Objective: List every line from the rows below that contains the string "body", copying each one in full. Case counts.

# # # # #

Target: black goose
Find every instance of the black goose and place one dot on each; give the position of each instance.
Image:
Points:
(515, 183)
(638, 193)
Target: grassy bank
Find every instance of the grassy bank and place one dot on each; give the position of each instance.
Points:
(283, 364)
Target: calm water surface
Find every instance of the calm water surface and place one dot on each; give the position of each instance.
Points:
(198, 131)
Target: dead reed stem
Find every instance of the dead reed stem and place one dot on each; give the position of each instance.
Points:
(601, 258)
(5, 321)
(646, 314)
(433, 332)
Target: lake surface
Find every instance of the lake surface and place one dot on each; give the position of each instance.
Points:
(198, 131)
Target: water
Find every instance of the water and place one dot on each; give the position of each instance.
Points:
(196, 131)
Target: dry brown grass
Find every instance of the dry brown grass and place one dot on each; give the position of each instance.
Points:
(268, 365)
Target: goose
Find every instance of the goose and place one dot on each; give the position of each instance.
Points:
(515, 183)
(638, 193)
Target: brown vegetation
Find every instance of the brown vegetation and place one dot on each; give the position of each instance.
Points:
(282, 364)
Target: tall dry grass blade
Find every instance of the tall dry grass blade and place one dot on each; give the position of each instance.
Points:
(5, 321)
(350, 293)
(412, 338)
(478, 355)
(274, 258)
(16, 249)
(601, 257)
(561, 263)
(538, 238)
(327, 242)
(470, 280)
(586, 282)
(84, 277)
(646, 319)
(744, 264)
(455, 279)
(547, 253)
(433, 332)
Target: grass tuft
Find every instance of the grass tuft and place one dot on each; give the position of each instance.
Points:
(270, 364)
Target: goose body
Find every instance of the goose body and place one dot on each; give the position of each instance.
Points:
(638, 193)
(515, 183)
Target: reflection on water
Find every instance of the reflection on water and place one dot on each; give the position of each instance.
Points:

# # # # #

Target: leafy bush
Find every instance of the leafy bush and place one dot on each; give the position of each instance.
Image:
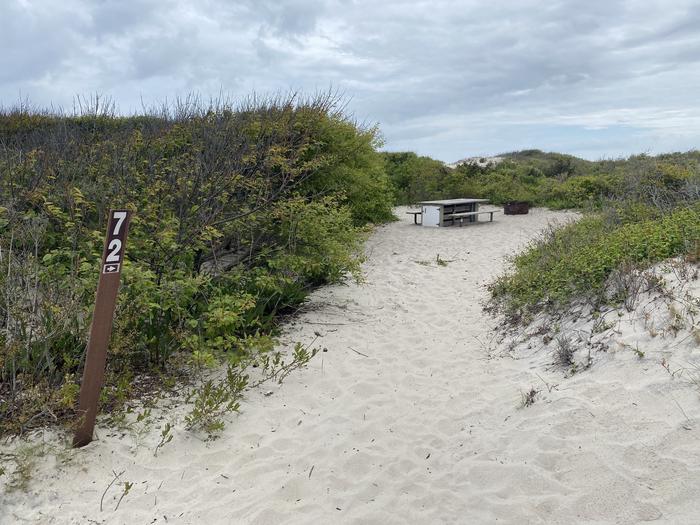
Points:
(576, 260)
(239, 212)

# # # # #

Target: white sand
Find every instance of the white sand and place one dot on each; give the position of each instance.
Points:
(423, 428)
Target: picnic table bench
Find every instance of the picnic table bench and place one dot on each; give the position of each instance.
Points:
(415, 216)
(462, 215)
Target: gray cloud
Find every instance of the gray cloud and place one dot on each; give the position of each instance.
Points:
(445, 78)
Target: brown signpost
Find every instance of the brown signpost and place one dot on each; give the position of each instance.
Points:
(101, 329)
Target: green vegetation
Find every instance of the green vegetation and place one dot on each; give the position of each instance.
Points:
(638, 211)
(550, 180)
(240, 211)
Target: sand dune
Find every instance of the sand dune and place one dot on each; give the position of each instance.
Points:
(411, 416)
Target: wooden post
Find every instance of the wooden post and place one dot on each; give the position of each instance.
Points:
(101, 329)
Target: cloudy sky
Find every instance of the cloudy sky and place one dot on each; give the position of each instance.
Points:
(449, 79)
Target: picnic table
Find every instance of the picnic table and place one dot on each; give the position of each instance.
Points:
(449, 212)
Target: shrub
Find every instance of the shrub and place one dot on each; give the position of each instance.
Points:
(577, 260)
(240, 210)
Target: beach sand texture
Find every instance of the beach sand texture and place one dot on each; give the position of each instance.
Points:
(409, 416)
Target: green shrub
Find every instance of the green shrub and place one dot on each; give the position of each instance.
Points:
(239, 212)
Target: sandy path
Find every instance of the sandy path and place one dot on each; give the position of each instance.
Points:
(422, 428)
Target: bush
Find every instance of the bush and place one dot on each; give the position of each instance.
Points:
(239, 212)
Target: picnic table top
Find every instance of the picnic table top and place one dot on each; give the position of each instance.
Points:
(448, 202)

# # # # #

Complete output:
Target: goose body
Find every instance of the goose body and place one dot on each; give the position of each instance.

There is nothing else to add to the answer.